Given text:
== Segment start ==
Tom Shakespeare

Having changed jobs, I have had to learn again the key lesson of disability: that people are disabled by their environment more than by their bodies. I have mentioned the elevator before. Today, let’s talk about doors.

In my previous workplace, I never once opened a door. The entrance was automatic, the corridors unobstructed, and office doors were never shut. Here in the Medical School, there are many heavy fire doors, with spring closers. I am a wheelchair user with short arms. Pulling things towards you in a wheelchair is difficult – you need to brace the chair otherwise you simply wheel forward. To open a heavy door, I need to reach out and jerk back the handle with all my strength. That’s the door to the building; the door to our floor; the door to our office; the door to the kitchen; the door to the photocopier room; the door to the administrative office. Repeated many times a day.
== Segment end ==
Check your understanding:
(a) Could you repeat the essay about doors word for word, starting with "Having changed jobs, I" and going on through "talk about doors."?
(b) Can you pick up the essay about doors after its last sentence and keep it going?

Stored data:
== Segment start ==
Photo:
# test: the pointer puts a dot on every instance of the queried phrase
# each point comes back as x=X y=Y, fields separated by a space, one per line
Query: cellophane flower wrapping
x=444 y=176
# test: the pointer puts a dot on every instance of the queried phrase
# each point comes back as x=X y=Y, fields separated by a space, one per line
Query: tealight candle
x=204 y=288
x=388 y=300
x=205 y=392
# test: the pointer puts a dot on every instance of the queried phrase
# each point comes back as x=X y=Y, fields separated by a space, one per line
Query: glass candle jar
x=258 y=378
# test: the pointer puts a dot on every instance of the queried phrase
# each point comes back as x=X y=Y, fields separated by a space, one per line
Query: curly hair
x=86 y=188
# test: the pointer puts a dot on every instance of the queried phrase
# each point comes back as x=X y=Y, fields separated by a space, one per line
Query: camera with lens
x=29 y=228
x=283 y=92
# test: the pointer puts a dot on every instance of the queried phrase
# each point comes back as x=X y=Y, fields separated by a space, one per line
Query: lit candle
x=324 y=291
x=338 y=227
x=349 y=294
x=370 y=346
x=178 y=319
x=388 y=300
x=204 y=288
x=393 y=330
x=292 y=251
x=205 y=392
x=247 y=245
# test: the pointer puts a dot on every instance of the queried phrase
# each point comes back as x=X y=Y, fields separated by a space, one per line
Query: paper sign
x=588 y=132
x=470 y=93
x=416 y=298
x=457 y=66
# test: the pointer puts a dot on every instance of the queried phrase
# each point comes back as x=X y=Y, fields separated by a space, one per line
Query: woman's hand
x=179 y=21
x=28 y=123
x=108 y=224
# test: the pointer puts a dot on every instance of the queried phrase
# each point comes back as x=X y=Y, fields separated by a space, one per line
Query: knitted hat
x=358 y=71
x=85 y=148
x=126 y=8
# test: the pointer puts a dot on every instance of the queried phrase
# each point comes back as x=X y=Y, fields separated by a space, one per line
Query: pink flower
== Segment end ==
Answers to the problems:
(a)
Having changed jobs, I have had to learn again the key lesson of disability: that people are disabled by their environment more than by their bodies. I have mentioned the elevator before. Today, let’s talk about doors.

(b)
After a month, my right shoulder was starting to suffer. Eventually, I went to the doctor. Tendonitis was diagnosed: an inflammation caused by over use. After a little longer, my left shoulder was in pain too. I had subconsciously switched hands to open doors, in order to avoid the pain in the right. Time to visit the physiotherapist again.

The point is, I am exactly the same person as before, but now I am in a different location, my impairment is causing me more pain and difficulties. If the building had been designed with automatic doors, or fewer doors, then I would have no problem.

But thankfully, there is a solution. The bureaucratic wheels have turned, and now, hey presto, there are automatic openers on the doors I need. Hit the button, open sesame! It’s easier for everyone. There now, that wasn’t so difficult, was it?